Required work:
(1) In the email on OpenSSL locking, what name does the writer suggest for the new lock?
(2) Write out the part of the email on OpenSSL locking starting with "The problem with" and going on through "is slower anyway.".

Source document:

[Begin]

The problem with only locking during the assignment is that potentially
mutliple threads will be doing [extensive] work that will be thrown away
when they discover that another thread beat them to it.  The result could be
that the lock is held for less time, but all threads do more work and
therefore the system is slower anyway.

I'm not sure that I understand your alternative to per-object locks.  In the
case of the new locks in rsa_eay.c, it is necessary to make all threads that
are trying to initialize and then use the montgomery values wait until the
values have been initialized.  Therefore competing threads still need to
wait on something, so if it's not a class-lock, it would have to be a
per-object lock.  Or maybe I'm missing something here.

Until per-object locking (or similar) is implemented, I think it's best to
allocate a new lock for this particular operation, say
CRYPTO_LOCK_RSA_LAZY_INIT.  Then at least it wont delay the reference
counting that CRYPTO_LOCK_RSA is used for.

Better to be safe and potentially slower than fast and out of control.

Steven

> -----Original Message-----
> From: Geoff Thorpe [SMTP:[EMAIL PROTECTED]]
> Sent: Tuesday, December 19, 2000 7:56 AM
> To:   [EMAIL PROTECTED]
> Subject:      Re: cvs commit: openssl/crypto/rsa rsa_eay.c
> 
> Hi Bodo (and anyone else interested),
> 
> Just a thought I was having about locking and things. Rather than us
> worrying so much about how to do per-object locking (as opposed to our
> current per-class locking), I wonder if it's worth considering how to
> minimize the number and complexity of operations that happen under this
> global locking. Anyway, "per-object" locking can be manufactured out of
> per-class locking by simply using the class locks to sychronise access to
> integers in the objects that themselves measure on/off mutexing, semaphore
> counters, or whatever. I won't say it's a great idea, but it's possible.

[End]

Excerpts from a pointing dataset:
[Begin]

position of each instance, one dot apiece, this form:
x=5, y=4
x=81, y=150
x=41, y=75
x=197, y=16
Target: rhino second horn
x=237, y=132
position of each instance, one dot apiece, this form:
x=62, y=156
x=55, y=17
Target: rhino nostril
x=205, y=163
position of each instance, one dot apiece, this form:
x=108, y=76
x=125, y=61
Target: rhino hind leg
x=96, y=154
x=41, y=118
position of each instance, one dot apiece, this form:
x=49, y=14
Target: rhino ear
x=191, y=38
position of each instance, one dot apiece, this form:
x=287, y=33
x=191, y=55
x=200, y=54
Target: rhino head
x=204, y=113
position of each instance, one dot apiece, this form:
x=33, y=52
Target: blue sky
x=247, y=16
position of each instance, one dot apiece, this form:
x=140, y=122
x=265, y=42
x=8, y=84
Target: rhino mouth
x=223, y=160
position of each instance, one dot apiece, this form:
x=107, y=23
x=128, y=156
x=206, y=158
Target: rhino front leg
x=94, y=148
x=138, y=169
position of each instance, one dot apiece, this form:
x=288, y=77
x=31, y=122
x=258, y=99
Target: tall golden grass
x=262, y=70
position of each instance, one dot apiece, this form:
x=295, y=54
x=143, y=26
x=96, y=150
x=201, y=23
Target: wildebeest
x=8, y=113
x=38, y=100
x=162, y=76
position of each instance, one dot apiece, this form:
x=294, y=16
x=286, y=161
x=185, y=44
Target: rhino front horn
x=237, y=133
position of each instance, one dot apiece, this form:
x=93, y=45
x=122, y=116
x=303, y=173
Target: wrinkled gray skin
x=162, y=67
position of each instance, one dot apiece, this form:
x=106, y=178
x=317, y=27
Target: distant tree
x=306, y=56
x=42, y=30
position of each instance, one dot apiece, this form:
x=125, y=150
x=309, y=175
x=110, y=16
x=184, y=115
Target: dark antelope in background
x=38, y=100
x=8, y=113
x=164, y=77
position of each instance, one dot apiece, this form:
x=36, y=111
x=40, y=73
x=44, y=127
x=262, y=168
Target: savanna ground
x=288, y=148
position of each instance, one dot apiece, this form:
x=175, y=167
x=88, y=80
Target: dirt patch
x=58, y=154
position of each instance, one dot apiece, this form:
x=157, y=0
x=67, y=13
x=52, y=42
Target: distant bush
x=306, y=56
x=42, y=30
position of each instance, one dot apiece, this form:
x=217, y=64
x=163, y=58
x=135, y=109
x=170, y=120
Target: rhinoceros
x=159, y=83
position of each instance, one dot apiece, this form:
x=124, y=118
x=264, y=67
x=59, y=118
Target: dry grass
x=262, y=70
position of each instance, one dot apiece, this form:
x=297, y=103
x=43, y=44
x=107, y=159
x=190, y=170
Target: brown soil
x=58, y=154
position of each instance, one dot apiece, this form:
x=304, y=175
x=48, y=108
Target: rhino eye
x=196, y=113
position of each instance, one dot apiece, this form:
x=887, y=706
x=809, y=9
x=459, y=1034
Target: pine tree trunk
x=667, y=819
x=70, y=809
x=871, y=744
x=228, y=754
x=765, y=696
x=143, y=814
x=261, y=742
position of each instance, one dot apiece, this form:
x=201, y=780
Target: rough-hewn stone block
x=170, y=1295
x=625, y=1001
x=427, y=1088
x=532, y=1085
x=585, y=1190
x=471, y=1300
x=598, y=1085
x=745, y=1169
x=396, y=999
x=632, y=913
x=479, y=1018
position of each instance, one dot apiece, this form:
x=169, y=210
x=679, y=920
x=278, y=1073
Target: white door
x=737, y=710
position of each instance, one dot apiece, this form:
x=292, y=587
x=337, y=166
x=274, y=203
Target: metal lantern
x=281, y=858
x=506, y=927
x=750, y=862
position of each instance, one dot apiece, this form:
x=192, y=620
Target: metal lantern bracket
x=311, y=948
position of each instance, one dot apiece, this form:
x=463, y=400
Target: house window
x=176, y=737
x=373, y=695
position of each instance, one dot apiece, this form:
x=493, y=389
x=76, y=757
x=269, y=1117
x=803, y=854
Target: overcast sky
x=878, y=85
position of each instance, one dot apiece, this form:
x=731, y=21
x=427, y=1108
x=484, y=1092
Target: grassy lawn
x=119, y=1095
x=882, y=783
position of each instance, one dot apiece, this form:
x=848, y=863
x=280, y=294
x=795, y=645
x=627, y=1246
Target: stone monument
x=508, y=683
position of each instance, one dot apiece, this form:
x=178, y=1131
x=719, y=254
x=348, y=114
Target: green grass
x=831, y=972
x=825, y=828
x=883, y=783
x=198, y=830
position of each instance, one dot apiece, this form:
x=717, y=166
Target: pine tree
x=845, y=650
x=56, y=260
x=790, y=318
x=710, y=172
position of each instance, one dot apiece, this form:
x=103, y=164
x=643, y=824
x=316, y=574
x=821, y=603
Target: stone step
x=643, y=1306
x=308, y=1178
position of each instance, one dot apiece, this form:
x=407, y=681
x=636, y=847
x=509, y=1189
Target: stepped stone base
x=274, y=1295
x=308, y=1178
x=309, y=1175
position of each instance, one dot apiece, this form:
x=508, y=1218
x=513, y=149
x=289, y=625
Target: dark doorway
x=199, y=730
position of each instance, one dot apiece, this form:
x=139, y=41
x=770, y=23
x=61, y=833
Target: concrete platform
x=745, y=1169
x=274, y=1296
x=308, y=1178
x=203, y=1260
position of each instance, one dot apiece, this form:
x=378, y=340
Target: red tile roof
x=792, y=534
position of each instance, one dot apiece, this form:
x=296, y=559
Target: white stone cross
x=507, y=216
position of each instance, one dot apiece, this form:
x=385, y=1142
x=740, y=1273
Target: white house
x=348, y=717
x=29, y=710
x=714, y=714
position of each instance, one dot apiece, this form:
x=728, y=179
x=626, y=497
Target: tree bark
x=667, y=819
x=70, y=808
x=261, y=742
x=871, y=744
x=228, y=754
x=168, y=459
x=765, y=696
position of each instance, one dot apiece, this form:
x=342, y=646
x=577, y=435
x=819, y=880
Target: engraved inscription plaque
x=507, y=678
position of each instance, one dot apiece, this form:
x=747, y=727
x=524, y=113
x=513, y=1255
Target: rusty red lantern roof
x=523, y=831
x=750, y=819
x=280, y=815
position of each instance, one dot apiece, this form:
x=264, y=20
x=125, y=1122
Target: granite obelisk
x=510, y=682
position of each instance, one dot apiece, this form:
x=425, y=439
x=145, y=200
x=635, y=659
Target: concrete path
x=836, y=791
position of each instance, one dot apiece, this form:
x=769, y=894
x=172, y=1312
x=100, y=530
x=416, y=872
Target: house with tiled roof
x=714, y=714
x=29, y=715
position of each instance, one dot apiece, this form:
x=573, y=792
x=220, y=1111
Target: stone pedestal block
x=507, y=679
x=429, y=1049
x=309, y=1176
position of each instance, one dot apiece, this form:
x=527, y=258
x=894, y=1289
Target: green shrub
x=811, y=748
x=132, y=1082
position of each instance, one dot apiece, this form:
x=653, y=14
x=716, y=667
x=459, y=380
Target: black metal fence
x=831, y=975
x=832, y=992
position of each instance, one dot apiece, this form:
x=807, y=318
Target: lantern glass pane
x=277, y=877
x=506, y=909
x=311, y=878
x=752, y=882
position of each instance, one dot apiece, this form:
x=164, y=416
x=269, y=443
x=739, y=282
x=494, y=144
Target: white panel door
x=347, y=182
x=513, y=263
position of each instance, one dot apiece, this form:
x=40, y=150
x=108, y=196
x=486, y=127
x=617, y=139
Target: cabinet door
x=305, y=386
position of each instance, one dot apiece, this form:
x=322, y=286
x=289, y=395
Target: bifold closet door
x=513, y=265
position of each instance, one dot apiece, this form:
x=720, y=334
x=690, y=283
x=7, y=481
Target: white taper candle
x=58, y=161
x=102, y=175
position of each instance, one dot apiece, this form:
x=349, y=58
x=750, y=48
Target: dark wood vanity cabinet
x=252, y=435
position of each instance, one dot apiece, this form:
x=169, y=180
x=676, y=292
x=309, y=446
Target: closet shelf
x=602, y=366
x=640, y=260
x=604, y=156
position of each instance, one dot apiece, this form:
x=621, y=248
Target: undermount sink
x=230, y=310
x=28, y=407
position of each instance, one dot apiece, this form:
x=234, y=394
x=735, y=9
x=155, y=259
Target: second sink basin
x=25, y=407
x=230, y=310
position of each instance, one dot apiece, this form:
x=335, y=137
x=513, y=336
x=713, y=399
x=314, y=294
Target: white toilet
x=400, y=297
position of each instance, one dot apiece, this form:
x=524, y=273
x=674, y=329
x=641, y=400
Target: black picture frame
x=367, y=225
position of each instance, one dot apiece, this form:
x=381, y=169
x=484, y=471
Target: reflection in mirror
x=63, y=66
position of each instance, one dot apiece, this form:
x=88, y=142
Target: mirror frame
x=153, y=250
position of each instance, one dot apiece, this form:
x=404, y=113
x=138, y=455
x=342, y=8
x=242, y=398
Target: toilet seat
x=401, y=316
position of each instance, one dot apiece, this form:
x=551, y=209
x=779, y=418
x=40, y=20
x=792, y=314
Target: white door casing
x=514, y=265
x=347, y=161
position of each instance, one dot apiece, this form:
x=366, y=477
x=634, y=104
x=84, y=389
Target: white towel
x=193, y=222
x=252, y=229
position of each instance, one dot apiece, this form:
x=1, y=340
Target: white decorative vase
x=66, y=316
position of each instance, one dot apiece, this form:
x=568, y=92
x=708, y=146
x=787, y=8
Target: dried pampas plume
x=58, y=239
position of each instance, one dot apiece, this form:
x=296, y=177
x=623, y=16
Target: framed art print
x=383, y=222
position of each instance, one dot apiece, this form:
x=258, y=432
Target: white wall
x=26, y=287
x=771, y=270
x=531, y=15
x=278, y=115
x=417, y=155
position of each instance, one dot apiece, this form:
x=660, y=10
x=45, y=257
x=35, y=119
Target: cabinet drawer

[End]

Final answers:
(1) CRYPTO_LOCK_RSA_LAZY_INIT

(2)
The problem with only locking during the assignment is that potentially
mutliple threads will be doing [extensive] work that will be thrown away
when they discover that another thread beat them to it.  The result could be
that the lock is held for less time, but all threads do more work and
therefore the system is slower anyway.